* **TEXT SEGMENT**:
────────────────────

“Consumers will likely not come back until they think it is safe to do so, both physically and financially”. This is what reveals the biweekly consumer surveys of Deloitte, that measures their anxiety, asking them about the perceived safety-specific activities, and tracking where they intend to spend their money. According to the survey results, more consumers are feeling safe going to the store, staying in a hotel, and taking a flight.
“Since mid-April, economies around the world are in various stages of reopening. While consumers continue to face the dual-front crisis of personal safety and financial well-being, there are initial positive signs.” – Deloitte experts explain.
Of course, concerns and anxiety change in any country, according to the situation.
India, for example, which saw COVID-19 hit later than others, continue to show higher levels of anxiety while countries that were affected by COVID-19 relatively early on and now have relaxed stay-at-home orders more widely have seen anxiety lessen. Japan, instead, opened up aspects of its economy on May 14, and in a sign that other countries looking to follow suit will find encouraging, its net anxiety dropped to -5% from +20% in the previous Deloitte survey. That said, consumers seem attuned to the forward progress and backward steps in this public health crisis—net anxiety in South Korea went up (19% to +9%) following a recent new COVID-19 cluster outbreak in Seoul.

────────────────────

Referring expression pointing data:
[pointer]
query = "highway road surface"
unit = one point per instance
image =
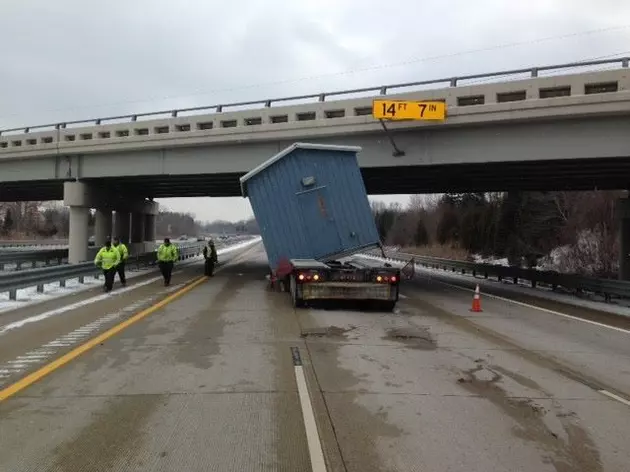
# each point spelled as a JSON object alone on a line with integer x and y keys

────────────────────

* **YOUR TASKS**:
**a.** In the passage on consumer anxiety, write out the part from "India, for example, which" to "outbreak in Seoul.", swapping "anxiety" for "worry".
**b.** Sum up the passage on Deloitte's consumer surveys in two sentences.

* **OUTPUTS FOR THE TASKS**:
**a.**
India, for example, which saw COVID-19 hit later than others, continue to show higher levels of worry while countries that were affected by COVID-19 relatively early on and now have relaxed stay-at-home orders more widely have seen worry lessen. Japan, instead, opened up aspects of its economy on May 14, and in a sign that other countries looking to follow suit will find encouraging, its net worry dropped to -5% from +20% in the previous Deloitte survey. That said, consumers seem attuned to the forward progress and backward steps in this public health crisis—net worry in South Korea went up (19% to +9%) following a recent new COVID-19 cluster outbreak in Seoul.

**b.** Deloitte's biweekly consumer surveys show that, as economies reopen, more consumers feel safe going to the store, staying in a hotel and taking a flight, even though they still face a crisis of both personal safety and financial well-being. Anxiety differs by country: it stays higher in India, it dropped in Japan after parts of its economy opened on May 14, and it rose in South Korea after a new COVID-19 cluster outbreak in Seoul.